Working data ::
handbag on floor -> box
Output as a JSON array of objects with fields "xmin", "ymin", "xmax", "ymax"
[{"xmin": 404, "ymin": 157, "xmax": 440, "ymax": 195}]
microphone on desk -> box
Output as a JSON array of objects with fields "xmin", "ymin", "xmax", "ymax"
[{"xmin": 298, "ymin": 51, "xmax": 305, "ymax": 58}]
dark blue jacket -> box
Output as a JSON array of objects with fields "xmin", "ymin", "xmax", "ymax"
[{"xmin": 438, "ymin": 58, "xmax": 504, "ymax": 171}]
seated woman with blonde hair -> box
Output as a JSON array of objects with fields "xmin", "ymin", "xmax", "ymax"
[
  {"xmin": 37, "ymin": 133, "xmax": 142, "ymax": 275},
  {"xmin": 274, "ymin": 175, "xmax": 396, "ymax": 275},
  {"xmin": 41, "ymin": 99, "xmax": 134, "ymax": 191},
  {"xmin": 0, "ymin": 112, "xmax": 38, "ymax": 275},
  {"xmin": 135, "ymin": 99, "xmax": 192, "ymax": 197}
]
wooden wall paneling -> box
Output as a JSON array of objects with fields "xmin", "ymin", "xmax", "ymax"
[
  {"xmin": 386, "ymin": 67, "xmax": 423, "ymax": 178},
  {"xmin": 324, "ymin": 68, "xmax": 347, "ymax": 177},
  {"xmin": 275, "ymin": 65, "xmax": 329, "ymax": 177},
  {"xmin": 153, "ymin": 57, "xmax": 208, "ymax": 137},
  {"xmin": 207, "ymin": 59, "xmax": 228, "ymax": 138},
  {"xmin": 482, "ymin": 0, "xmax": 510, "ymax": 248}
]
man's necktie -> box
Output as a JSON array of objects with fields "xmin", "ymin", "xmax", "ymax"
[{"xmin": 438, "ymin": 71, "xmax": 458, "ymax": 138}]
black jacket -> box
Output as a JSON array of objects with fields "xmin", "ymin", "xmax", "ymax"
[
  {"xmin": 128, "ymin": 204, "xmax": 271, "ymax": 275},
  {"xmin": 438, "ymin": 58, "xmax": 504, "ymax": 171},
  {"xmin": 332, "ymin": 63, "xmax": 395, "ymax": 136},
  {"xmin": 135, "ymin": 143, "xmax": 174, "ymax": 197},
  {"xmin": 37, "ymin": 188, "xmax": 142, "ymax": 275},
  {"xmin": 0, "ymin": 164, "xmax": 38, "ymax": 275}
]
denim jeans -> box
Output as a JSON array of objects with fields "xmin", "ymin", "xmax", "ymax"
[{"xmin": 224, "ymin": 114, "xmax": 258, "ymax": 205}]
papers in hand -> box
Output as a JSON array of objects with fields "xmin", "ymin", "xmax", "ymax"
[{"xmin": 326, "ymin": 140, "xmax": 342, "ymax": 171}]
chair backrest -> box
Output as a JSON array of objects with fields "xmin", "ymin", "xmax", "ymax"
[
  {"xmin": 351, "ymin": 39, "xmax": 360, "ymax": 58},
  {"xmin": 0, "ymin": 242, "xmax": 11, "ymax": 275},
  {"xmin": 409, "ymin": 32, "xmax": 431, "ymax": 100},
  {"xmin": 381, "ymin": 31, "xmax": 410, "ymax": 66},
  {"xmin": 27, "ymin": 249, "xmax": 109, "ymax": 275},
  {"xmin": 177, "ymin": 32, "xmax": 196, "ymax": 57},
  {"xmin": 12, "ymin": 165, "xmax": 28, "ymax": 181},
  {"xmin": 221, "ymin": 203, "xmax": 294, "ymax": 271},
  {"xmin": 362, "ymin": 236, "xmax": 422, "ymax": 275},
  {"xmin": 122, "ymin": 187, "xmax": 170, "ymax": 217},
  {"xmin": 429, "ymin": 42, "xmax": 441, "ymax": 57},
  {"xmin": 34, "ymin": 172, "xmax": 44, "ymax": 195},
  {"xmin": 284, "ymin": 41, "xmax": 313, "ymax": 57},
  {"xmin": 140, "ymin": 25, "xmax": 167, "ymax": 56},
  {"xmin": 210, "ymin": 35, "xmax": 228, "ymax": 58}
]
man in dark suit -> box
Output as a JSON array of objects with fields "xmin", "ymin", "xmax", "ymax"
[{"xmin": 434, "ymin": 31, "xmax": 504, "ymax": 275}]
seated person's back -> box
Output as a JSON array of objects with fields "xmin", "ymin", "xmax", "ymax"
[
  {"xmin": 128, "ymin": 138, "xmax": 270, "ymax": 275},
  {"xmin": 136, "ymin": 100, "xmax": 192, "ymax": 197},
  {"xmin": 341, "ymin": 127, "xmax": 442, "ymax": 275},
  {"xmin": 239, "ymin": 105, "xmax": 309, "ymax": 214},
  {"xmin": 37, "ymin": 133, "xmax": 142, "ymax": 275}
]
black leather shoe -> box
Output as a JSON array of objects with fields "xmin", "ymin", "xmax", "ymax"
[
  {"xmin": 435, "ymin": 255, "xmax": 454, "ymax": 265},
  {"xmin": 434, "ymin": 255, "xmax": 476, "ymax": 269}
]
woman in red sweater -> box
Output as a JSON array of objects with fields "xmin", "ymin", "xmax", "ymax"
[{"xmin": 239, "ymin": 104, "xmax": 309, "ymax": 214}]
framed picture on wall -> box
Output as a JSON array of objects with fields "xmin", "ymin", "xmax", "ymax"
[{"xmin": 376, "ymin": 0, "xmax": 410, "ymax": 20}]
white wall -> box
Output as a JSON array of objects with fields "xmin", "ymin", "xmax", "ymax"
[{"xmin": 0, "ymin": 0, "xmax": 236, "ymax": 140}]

Task item ::
Copy out the lines above that hold the string "wall".

Result for this exercise ::
wooden wall paneling -> box
framed picture on wall -> box
white wall -> box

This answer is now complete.